### EXTRACTED TEXT

□ □ □ □ □

Lake Tawakoni Information

Welcome to Lake Tawakoni, named after the Tawakoni Native Americans, and it is only a 50-mile drive east of the Dallas Metroplex. Lake Tawakoni boasts 200 miles of shoreline covering 37,879-acres. This lake sits in the counties of Hunt, Rains, and Van Zandt. Small neighborhoods dot the shoreline with a backdrop of beautiful tall trees common in east Texas. Come visit our hotels and motels, marinas and boat ramps, parks, restaurants, RV and tent campgrounds, and swim beaches surrounded by nature and wildlife.

Lake Tawakoni is divided into East Tawakoni and West Tawakoni. Lake Tawakoni State Park invites you to escape into a water wonder world of boating, camping, fishing, and hiking. It offers ranger programs for the young and old alike. Its hiking trail is 4.6 miles long and great for all hiking skill levels with access points to the lake. 

Flora and Fauna

You can expect to see species of red and gray fox, bobcat, coyote, possum, turtles, frogs, snakes, raccoons, beavers, squirrels, armadillos, mink and white-tailed deer, and even cougar track cast in plaster along the shoreline at Lake Tawakoni State Park. The land around Lake Tawakoni is known for huge spider webs. So be sure to look around when you are walking out and about.

□ □ □ □ □

### RECORDED INFORMATION
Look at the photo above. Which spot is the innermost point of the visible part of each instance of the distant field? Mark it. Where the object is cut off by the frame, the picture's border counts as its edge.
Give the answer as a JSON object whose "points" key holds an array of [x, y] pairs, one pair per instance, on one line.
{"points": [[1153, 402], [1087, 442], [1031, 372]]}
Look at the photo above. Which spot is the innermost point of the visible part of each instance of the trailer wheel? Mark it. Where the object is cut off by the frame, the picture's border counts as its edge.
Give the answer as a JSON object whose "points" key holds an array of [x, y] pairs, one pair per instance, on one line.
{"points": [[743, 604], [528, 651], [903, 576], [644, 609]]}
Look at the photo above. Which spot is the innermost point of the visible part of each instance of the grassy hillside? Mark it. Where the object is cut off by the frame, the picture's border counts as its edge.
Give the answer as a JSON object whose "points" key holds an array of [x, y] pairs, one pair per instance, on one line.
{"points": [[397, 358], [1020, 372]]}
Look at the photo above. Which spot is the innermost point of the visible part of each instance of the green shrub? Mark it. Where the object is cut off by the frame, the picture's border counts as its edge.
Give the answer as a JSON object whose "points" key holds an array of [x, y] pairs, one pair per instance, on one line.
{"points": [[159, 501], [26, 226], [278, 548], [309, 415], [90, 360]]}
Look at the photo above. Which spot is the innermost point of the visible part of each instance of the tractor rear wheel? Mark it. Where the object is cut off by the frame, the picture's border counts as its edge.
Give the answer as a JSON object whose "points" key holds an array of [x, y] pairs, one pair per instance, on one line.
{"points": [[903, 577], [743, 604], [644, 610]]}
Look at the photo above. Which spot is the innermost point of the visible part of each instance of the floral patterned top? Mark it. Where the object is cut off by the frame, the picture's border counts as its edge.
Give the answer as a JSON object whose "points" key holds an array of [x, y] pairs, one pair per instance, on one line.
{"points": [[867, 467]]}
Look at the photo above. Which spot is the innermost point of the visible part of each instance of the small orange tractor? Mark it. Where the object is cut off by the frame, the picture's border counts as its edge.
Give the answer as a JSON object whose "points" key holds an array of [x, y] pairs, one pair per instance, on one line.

□ □ □ □ □

### DIRECTION A
Reproduce the entries from the line with "of the tractor" through the final line of the entries, switching "floral patterned top" to "striped shirt" and keeping everything else the same.
### DIRECTION B
Continue the Lake Tawakoni description beyond its final sentence.

### ANSWER A
Look at the photo above. Which spot is the innermost point of the visible part of each instance of the tractor rear wheel? Mark it. Where the object is cut off by the frame, the picture's border counts as its edge.
Give the answer as a JSON object whose "points" key holds an array of [x, y] pairs, one pair per instance, on one line.
{"points": [[903, 577], [743, 604], [644, 610]]}
Look at the photo above. Which spot is the innermost point of the visible part of each instance of the striped shirt? Mark it. Where the object is cut off by the frame, the picture's border counts as its edge.
Give the answer as a JSON object whose "points" key holds an array of [x, y] pairs, one pair per instance, on one line.
{"points": [[867, 467]]}
Look at the photo above. Which spot is the innermost point of the visible part of each instance of the small orange tractor? Mark it. Where the object is cut off by the frame, the picture's border counts as its edge.
Give the answer as a JSON object whose "points" key holds an array of [x, y] pairs, one pair per instance, on one line.

### ANSWER B
A massive spider web found in a tree at Lake Tawakoni in 2007 sparked research that proved spiders will work together to spin a communal web. Experts thought spiders worked alone until someone took notice of this tree. They thought the number of spiders who made their homes and livelihoods in this tree to be in the thousands. Experts noted that the spiders were not dangerous to humans. These mega webs appear after extremely heavy rains, and the locals keep an eye out to discover them every year. 

Around the shoreline you can see upland regrowth forests with pine trees and post oaks. Birders report more than 200 species of birds in the region. Year round sightings of Wood Duck, Great Egret, Red-bellied Woodpecker, Neotropic and Double-crested Cormorants, Black and Turkey Vultures, Red-shouldered Hawk, Belted Kingfisher, Carolina Wren, Eastern Bluebird, Northern Mockingbird are common.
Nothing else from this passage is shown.